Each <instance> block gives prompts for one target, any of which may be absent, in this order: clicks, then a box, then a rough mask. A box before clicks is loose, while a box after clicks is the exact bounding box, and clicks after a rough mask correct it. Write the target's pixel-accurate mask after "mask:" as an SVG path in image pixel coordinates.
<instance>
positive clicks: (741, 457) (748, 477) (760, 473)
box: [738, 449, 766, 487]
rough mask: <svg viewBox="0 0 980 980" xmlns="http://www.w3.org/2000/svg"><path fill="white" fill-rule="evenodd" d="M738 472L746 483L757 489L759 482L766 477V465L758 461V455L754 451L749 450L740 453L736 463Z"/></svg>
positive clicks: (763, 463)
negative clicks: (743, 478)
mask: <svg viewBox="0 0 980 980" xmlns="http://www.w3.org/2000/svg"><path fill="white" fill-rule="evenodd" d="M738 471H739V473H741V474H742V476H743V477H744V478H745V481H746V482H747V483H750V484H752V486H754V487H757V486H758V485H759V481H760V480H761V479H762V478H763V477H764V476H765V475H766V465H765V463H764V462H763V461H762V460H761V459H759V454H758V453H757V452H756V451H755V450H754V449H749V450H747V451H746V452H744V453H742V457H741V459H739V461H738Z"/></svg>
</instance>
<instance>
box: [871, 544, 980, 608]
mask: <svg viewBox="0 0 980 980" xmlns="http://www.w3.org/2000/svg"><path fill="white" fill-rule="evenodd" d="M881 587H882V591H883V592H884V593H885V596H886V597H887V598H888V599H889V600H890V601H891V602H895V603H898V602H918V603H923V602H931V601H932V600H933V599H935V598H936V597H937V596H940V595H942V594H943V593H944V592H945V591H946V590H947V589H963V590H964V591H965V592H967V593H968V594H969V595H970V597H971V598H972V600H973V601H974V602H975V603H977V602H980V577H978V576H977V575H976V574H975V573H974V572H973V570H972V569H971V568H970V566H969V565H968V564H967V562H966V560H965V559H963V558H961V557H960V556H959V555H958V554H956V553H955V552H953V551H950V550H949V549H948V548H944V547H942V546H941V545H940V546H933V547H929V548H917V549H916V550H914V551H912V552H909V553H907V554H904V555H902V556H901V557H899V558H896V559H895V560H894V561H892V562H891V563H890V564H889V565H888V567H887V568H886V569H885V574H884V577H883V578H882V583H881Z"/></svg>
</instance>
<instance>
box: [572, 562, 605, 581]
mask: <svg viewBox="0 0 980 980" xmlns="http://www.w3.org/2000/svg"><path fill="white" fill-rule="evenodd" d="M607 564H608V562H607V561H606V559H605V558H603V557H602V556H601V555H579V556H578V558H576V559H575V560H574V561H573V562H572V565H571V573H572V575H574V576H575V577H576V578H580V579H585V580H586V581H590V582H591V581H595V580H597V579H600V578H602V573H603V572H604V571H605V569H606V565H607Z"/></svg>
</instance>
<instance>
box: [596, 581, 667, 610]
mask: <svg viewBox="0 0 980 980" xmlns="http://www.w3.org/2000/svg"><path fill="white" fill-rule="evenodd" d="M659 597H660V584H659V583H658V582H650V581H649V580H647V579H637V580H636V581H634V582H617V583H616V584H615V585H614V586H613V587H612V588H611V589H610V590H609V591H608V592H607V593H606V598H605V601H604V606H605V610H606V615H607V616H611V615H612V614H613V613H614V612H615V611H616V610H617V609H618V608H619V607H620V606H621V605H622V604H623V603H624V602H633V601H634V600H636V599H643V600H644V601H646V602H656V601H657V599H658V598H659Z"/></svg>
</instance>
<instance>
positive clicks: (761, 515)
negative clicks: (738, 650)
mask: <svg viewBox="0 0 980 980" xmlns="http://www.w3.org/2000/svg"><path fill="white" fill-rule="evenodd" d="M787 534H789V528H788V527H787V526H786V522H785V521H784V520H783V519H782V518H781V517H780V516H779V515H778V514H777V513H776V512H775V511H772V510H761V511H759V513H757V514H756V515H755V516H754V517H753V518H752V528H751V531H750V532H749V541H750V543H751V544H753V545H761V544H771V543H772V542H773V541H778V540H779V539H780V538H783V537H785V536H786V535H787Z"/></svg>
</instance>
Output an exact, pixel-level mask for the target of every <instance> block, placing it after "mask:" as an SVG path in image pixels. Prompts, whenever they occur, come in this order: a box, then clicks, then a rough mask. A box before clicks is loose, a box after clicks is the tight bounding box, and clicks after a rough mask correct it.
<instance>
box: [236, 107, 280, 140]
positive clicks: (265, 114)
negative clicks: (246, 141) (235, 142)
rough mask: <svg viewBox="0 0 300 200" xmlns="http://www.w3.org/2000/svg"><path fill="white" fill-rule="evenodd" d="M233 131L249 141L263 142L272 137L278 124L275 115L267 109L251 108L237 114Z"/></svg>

※

REQUIRED WORK – A word-for-word copy of the data above is the goal, so set it all down again.

EXERCISE RESPONSE –
Each <instance> block gives prompts for one target, any of which may be absent, in this order: clicks, then a box, then a rough mask. A box before clicks is loose, while a box after clicks is the exact bounding box, and clicks after a rough mask correct it. Write the target's pixel-accurate mask after "mask:" as an SVG path in image pixel coordinates.
<instance>
positive clicks: (741, 457) (748, 477) (760, 473)
box: [738, 449, 766, 487]
rough mask: <svg viewBox="0 0 980 980" xmlns="http://www.w3.org/2000/svg"><path fill="white" fill-rule="evenodd" d="M738 472L746 483L757 489L759 482L766 477V465L758 461V455L754 451L749 450L740 453L736 463Z"/></svg>
positive clicks: (763, 463)
negative clicks: (743, 478)
mask: <svg viewBox="0 0 980 980" xmlns="http://www.w3.org/2000/svg"><path fill="white" fill-rule="evenodd" d="M738 471H739V473H741V474H742V476H743V477H744V478H745V481H746V482H747V483H750V484H752V486H754V487H757V486H758V485H759V481H760V480H761V479H762V478H763V477H764V476H765V475H766V465H765V463H764V462H763V461H762V460H761V459H759V454H758V453H757V452H756V451H755V450H754V449H749V450H747V451H746V452H744V453H742V457H741V459H739V461H738Z"/></svg>
</instance>
<instance>
box: [871, 544, 980, 608]
mask: <svg viewBox="0 0 980 980" xmlns="http://www.w3.org/2000/svg"><path fill="white" fill-rule="evenodd" d="M881 587H882V591H883V592H884V593H885V596H886V597H887V598H888V599H889V600H890V601H891V602H895V603H898V602H918V603H923V602H931V601H932V600H933V599H935V598H936V597H937V596H940V595H942V594H943V593H944V592H945V591H946V590H947V589H963V590H964V591H965V592H967V593H968V594H969V595H970V597H971V598H972V600H973V601H974V602H975V603H977V602H980V577H978V576H977V575H976V574H975V573H974V572H973V570H972V569H971V568H970V566H969V565H968V564H967V562H966V560H965V559H963V558H961V557H960V556H959V555H958V554H956V553H955V552H953V551H950V550H949V549H948V548H944V547H942V546H941V545H940V546H933V547H929V548H917V549H916V550H914V551H912V552H909V553H907V554H904V555H902V556H901V557H899V558H896V559H895V560H894V561H892V562H891V563H890V564H889V565H888V567H887V568H886V569H885V574H884V577H883V578H882V583H881Z"/></svg>
</instance>
<instance>
box: [572, 562, 605, 581]
mask: <svg viewBox="0 0 980 980" xmlns="http://www.w3.org/2000/svg"><path fill="white" fill-rule="evenodd" d="M607 564H608V562H607V561H606V559H605V558H603V557H602V556H601V555H579V556H578V558H576V559H575V560H574V561H573V562H572V565H571V573H572V575H574V576H575V577H576V578H580V579H585V580H586V581H590V582H591V581H595V580H597V579H600V578H602V573H603V572H604V571H605V569H606V565H607Z"/></svg>
</instance>
<instance>
box: [596, 581, 667, 610]
mask: <svg viewBox="0 0 980 980" xmlns="http://www.w3.org/2000/svg"><path fill="white" fill-rule="evenodd" d="M659 597H660V584H659V583H658V582H650V581H649V580H647V579H637V580H636V581H634V582H617V583H616V584H615V585H614V586H613V587H612V588H611V589H610V590H609V591H608V592H607V593H606V598H605V601H604V606H605V610H606V615H607V616H611V615H612V614H613V613H614V612H615V611H616V610H617V609H618V608H619V607H620V606H621V605H622V604H623V603H624V602H633V601H634V600H636V599H643V600H644V601H646V602H656V601H657V599H658V598H659Z"/></svg>
</instance>
<instance>
positive clicks: (761, 515)
negative clicks: (738, 650)
mask: <svg viewBox="0 0 980 980" xmlns="http://www.w3.org/2000/svg"><path fill="white" fill-rule="evenodd" d="M787 534H789V528H788V527H787V526H786V522H785V521H784V520H783V519H782V518H781V517H780V516H779V515H778V514H777V513H776V512H775V511H772V510H761V511H759V513H757V514H756V515H755V516H754V517H753V518H752V528H751V531H750V532H749V541H750V543H751V544H753V545H761V544H771V543H772V542H773V541H778V540H779V539H780V538H783V537H785V536H786V535H787Z"/></svg>
</instance>
Output an exact, pixel-level mask for the target of every <instance> block, placing it after "mask:" as an SVG path in image pixels. Prompts, whenever they occur, come in this order: a box, then clicks, then a rough mask. A box before clicks is loose, a box after clicks is the tight bounding box, and clicks after a rough mask correct it.
<instance>
box: [236, 107, 280, 140]
positive clicks: (265, 114)
negative clicks: (246, 141) (235, 142)
rough mask: <svg viewBox="0 0 300 200" xmlns="http://www.w3.org/2000/svg"><path fill="white" fill-rule="evenodd" d="M233 131L249 141L263 142L272 137L278 124L275 115L267 109L251 108L237 114Z"/></svg>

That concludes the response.